* _EXERCISE INSTRUCTIONS_
Change every "warehouse picking" in the data below to "retail shelving" and leave everything else as it is. Omit the pictures from your copy.

======== TASK DATA

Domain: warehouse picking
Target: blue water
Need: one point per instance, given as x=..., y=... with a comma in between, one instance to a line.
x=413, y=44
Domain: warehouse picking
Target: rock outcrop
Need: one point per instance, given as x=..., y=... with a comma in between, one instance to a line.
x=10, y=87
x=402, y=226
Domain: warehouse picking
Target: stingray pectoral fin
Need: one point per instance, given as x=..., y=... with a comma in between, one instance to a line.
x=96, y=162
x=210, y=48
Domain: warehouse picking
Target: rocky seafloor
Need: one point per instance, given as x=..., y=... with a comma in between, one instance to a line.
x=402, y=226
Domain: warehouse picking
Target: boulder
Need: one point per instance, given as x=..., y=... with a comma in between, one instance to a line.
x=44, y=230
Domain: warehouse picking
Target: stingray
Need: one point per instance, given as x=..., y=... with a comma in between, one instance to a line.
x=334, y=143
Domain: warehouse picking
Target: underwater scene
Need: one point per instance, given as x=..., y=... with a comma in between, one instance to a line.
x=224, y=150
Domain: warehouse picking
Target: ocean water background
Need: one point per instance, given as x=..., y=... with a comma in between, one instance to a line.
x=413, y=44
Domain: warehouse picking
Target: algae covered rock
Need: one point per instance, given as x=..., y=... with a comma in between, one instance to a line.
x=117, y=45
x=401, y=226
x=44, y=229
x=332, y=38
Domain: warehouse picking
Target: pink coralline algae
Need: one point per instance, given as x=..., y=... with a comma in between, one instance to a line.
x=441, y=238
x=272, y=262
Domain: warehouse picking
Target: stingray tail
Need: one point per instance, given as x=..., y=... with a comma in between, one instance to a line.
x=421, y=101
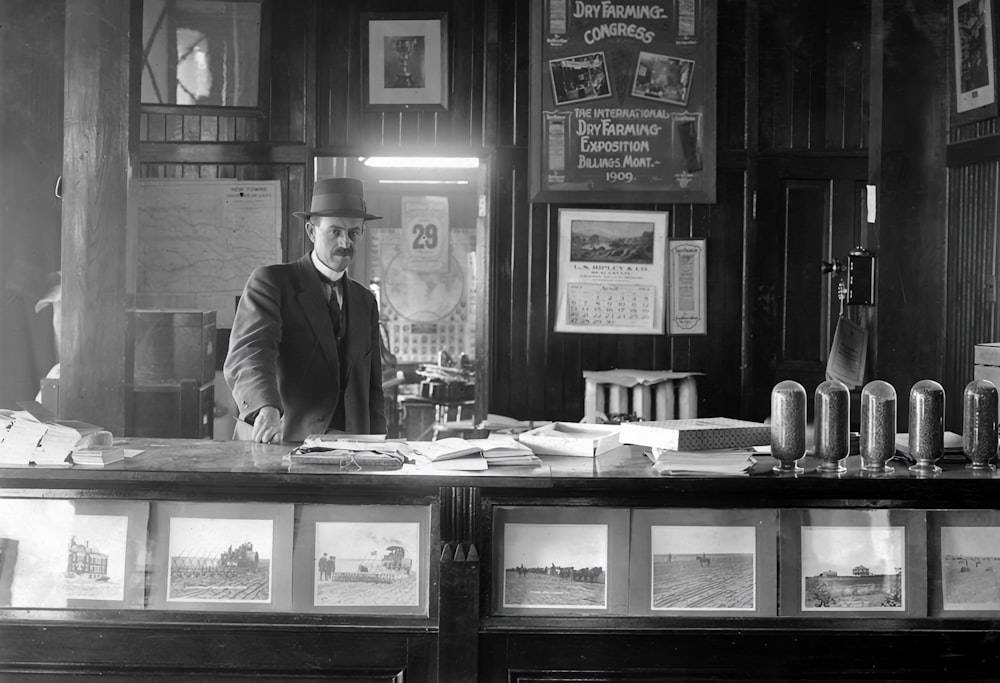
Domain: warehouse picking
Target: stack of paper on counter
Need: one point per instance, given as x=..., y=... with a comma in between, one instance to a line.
x=714, y=462
x=499, y=449
x=452, y=453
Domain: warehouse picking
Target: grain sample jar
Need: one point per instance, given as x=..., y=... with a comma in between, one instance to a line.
x=926, y=426
x=832, y=432
x=878, y=427
x=788, y=425
x=979, y=424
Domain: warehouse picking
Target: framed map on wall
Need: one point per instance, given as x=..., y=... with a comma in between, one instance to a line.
x=623, y=101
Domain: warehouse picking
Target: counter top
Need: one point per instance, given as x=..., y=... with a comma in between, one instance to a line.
x=244, y=466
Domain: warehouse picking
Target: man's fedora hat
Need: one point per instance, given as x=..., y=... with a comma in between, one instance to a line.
x=338, y=197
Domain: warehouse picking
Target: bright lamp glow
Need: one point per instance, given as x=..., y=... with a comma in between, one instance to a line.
x=422, y=162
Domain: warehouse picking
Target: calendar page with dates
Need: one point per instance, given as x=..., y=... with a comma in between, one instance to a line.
x=426, y=311
x=612, y=272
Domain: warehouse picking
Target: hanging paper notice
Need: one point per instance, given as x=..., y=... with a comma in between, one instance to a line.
x=426, y=232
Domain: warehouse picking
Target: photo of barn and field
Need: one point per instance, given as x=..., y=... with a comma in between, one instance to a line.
x=367, y=564
x=853, y=568
x=95, y=558
x=220, y=560
x=970, y=567
x=555, y=566
x=703, y=568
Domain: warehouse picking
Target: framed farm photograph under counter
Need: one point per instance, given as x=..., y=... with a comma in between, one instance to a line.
x=700, y=562
x=845, y=562
x=221, y=556
x=560, y=560
x=363, y=559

================

* _TASK SOLUTION_
Domain: retail shelving
Target: blue water
Need: one point per instance, given as x=..., y=... with a comma in between, one instance to a line.
x=413, y=44
Domain: retail shelving
Target: rock outcrop
Need: one point per instance, given as x=..., y=... with a comma in between, one instance to a line.
x=10, y=87
x=402, y=226
Domain: retail shelving
Target: stingray pectoral fin
Need: one point per instance, given as x=..., y=... with a comma in between, one instance to a line.
x=96, y=162
x=210, y=48
Domain: retail shelving
Target: rocky seafloor
Need: one point per instance, given as x=..., y=... with a comma in between, one instance to a line.
x=402, y=226
Domain: retail shelving
Target: boulder
Need: one point per instance, given as x=..., y=... with a comma in between, one instance to a line.
x=44, y=230
Domain: retail shelving
Target: stingray
Need: one point per instance, given as x=..., y=... with a comma in between, one instance to a line.
x=334, y=143
Domain: retail shelving
Target: underwater scene
Need: one point per instance, given as x=..., y=... with a comma in between, one instance to a line.
x=224, y=150
Domain: retail shelving
Target: ocean water background
Need: one point per instance, given as x=..., y=... with a comma in between, one instance to a line.
x=413, y=44
Domain: retail shelving
Target: algae covered rock
Need: one point per instance, given as x=..., y=... with a comma in between, one instance to a line.
x=117, y=45
x=401, y=226
x=44, y=229
x=332, y=38
Domain: retail shelving
Target: pink coralline algae
Need: one point per instance, given as x=..., y=... with a comma in between, one instance to a line.
x=441, y=238
x=272, y=262
Domain: retail shelving
Target: stingray tail
Need: one point per instance, given as x=..., y=... with a comma in between, one instance to a line.
x=421, y=101
Domain: retail shelving
Target: stack of paper on counter
Need: one point per instance, given as x=..., y=... with a comma in between, one instance to a line.
x=714, y=462
x=499, y=449
x=452, y=453
Domain: retail shelving
Target: grain sample jar
Need: one point per instance, given as x=..., y=... with a comma in between, one instance to a line.
x=926, y=426
x=832, y=432
x=878, y=427
x=788, y=425
x=979, y=424
Domain: retail shelving
Target: framed map on wall
Need: one point per instance, given as x=..., y=... with a comma in between, one instance to a line.
x=623, y=101
Domain: retail shelving
Target: counter top
Need: one point per instance, given as x=..., y=... with a comma in between, one instance to a line.
x=244, y=466
Domain: retail shelving
Target: man's fedora hat
Need: one point per instance, given as x=..., y=... with a comma in between, one instance to a line.
x=338, y=197
Domain: retail shelving
Target: bright lamp glow
Need: one point per instance, given as x=..., y=... with a comma in between, one instance to a line.
x=422, y=162
Domain: retail shelving
Target: calendar page with dates
Need: one point per instance, given as x=..., y=... with a comma in between, one instance to a line.
x=426, y=311
x=612, y=272
Domain: retail shelving
Target: hanging paper notice
Need: one point per instance, given as x=..., y=... with a comma in between, one instance to a line.
x=426, y=232
Domain: retail shelving
Target: photo of barn and field
Need: one point per instance, given as x=..., y=... with a comma in between, one instance to a line.
x=367, y=564
x=853, y=568
x=95, y=558
x=220, y=560
x=970, y=567
x=555, y=566
x=703, y=568
Domain: retail shelving
Target: framed farm photograph under counter
Need: one point per instance, given as x=..., y=... with a comma in between, one instance to a line.
x=700, y=562
x=845, y=562
x=221, y=556
x=560, y=560
x=363, y=559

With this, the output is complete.